L’andare, l’imboccare strade è la dimensione comune di Claudia e della Linda di Troppo facile amarti in vacanza. Un movimento faticoso alla ricerca della propria identità. Per affidarci di nuovo alle parole di Claudia, «È già difficile essere uguale a me, figuriamoci essere uguale agli altri». Ed è anche la fatica a emergere dal discorso dei due scrittori, soprattutto Bevilacqua, che ci racconta la fatica della vita dei disegnatori – che scopriamo essere eremitica, simile a quella dei lettori – e che soprattutto, a mò di profeta romanaccio, annuncia e fa esplodere in un applauso catartico quello che tutti noi stavamo pensando: che è bello ritrovarci qui tutti insieme, ma è anche strano, ansiogeno, un po’ sconcertante. Ritrovarsi è una fatica, ma la fatica non rende meno bella la bellezza.

• [DA SVOLGERE]:
(1) Secondo il brano proposto, per quale motivo l'annuncio di Bevilacqua fa esplodere un applauso catartico? Risponda in una o due frasi.
(2) Prosegua il brano sull'incontro con i due scrittori a partire dalla sua ultima frase.

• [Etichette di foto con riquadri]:

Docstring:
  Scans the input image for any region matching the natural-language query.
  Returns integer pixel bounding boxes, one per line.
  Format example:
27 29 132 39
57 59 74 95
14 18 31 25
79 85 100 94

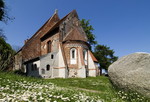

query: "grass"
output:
0 72 150 102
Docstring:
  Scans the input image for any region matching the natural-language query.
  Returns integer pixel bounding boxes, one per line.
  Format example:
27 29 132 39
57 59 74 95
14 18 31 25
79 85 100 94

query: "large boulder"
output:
108 53 150 97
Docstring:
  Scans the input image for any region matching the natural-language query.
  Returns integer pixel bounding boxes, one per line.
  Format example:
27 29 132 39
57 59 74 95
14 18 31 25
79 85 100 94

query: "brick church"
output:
14 10 99 78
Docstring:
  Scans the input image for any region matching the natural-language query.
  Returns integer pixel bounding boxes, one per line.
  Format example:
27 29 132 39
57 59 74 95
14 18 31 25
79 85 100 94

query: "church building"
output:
14 10 100 78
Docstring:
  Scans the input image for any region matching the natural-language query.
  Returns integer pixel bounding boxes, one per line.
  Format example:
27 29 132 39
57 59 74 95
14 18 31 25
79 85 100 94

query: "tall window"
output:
41 69 45 74
83 50 87 65
70 48 76 64
47 41 51 53
46 64 50 71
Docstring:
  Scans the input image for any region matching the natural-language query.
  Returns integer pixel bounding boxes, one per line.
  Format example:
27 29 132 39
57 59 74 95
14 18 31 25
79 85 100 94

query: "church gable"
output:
22 12 60 61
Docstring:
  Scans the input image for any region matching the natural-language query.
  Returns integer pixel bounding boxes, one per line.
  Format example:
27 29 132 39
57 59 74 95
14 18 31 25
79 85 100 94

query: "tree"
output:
81 19 118 70
94 45 118 70
0 0 5 21
81 19 97 50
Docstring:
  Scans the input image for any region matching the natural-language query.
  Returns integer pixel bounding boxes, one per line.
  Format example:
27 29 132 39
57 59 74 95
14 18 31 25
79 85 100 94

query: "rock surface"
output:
108 53 150 97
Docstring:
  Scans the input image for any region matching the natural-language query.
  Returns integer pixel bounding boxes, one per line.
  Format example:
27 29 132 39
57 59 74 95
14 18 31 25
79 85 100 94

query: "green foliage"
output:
0 37 15 70
81 19 118 70
94 45 118 70
0 71 150 102
0 0 5 21
81 19 97 49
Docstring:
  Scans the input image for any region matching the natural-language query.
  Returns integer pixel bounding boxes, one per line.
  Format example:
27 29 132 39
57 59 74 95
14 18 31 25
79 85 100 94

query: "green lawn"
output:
0 72 149 102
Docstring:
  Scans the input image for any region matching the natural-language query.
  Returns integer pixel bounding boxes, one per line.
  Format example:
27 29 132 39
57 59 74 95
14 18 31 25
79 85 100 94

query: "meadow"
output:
0 72 150 102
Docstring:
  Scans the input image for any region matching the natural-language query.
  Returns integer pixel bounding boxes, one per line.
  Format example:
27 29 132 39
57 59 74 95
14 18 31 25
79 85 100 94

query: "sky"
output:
0 0 150 57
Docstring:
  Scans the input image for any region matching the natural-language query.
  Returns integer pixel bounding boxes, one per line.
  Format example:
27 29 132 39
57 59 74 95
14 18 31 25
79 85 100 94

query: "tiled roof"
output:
64 28 87 42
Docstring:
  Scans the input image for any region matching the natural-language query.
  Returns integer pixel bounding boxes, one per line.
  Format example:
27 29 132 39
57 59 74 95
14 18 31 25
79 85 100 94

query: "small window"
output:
46 64 50 71
42 69 45 74
34 64 37 70
51 54 54 59
83 50 87 60
70 48 77 64
70 48 76 59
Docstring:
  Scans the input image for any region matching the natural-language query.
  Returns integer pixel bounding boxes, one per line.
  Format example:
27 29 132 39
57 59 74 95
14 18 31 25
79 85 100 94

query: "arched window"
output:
41 69 45 74
31 64 34 71
34 64 37 70
51 54 54 59
83 50 87 65
46 64 50 71
70 48 77 64
47 41 51 53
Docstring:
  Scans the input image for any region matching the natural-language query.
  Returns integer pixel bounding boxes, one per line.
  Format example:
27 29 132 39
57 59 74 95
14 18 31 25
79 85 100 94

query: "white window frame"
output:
83 49 88 65
70 48 77 64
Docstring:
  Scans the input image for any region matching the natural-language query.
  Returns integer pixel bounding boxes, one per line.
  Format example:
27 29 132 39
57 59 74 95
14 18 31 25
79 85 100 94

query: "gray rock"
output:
108 53 150 97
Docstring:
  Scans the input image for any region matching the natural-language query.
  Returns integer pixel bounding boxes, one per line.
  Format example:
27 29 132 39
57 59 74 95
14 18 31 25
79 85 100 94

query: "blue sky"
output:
0 0 150 57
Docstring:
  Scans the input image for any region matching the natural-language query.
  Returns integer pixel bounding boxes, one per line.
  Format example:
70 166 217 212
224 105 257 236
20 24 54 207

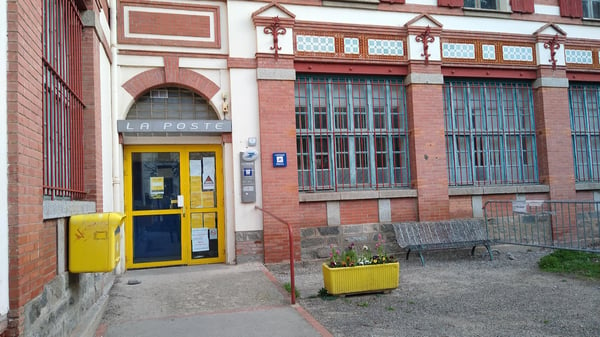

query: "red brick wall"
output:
450 195 473 219
575 191 594 201
7 0 43 336
258 56 300 263
81 28 102 206
299 201 327 228
340 199 379 225
390 198 419 222
407 78 449 221
534 71 575 200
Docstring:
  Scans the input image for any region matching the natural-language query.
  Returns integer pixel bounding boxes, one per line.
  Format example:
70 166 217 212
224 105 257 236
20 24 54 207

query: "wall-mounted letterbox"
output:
69 212 125 273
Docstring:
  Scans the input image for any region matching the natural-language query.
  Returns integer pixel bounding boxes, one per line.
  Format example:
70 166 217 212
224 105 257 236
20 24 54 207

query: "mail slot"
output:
69 212 125 273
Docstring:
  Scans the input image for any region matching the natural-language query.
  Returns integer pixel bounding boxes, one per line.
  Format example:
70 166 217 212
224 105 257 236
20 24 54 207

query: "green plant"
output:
538 249 600 280
283 282 300 298
329 234 395 268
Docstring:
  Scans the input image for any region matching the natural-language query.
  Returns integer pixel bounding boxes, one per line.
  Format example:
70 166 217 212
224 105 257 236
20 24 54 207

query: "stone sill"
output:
575 183 600 191
44 200 96 220
299 189 417 202
448 185 550 196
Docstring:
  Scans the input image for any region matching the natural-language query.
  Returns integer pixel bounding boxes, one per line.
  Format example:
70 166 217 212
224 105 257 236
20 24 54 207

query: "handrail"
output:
254 206 296 304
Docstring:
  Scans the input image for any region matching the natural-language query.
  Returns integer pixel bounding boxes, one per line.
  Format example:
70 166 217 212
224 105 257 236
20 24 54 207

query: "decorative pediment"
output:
404 14 442 30
533 23 567 38
252 2 296 26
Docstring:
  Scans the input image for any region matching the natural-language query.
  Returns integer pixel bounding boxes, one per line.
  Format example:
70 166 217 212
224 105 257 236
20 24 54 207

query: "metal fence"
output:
483 200 600 253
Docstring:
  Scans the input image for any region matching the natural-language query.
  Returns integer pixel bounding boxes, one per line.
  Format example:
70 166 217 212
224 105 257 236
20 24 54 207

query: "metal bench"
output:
393 219 493 266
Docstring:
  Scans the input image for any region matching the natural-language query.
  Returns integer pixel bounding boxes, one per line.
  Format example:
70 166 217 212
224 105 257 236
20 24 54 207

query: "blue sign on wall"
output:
273 152 287 167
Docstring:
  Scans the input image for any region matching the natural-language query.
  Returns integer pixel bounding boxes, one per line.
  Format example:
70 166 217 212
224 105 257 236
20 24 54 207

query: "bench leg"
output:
406 248 425 267
471 243 494 261
485 243 494 261
419 251 425 267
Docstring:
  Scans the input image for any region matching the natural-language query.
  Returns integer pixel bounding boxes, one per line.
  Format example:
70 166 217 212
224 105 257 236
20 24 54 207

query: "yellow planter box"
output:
322 262 400 295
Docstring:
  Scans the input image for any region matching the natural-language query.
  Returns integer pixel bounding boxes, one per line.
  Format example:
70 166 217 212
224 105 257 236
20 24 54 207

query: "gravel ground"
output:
266 246 600 337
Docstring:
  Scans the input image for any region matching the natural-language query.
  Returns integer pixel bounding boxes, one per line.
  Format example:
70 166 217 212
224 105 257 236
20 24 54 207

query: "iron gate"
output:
483 200 600 253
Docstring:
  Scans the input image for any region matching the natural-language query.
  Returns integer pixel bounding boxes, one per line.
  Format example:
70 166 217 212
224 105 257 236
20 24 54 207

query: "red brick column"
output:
406 64 450 221
6 0 44 336
533 68 576 200
533 67 577 241
81 21 104 207
257 55 300 263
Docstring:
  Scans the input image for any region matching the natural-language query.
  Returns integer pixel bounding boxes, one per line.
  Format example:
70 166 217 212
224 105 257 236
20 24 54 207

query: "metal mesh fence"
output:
484 200 600 252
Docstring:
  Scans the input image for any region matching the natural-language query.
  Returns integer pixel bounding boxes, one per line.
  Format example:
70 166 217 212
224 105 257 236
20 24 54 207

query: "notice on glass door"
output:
150 177 165 199
202 157 215 191
192 228 209 252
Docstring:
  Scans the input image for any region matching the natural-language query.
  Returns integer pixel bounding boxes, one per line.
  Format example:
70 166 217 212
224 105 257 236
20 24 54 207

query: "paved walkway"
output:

• [LE RISPOSTE]:
(1) L'annuncio di Bevilacqua esprime ciò che tutti i presenti stavano pensando: ritrovarsi lì insieme è bello, ma anche strano, ansiogeno e un po' sconcertante.

(2)
Perché sì, si può essere più cose insieme. Si può essere una cosa e il suo opposto, e spesso, nella ricerca della propria identità, è proprio nell’accettare l’antitesi che si trova la sintesi. La condizione degli sradicati è la condizione di chi vuole non aver limiti e definizioni, non aver funzioni né classificazioni. Di chi sa di non sapere tutto, ma non ha paura di chiedere, di interrogare sé stesso e gli altri, perché sa che c’è sempre qualcosa in più da scoprire e tirar fuori. Di chi vuole tutto, e vuole essere tutto, e non si accontenta di niente di più facile.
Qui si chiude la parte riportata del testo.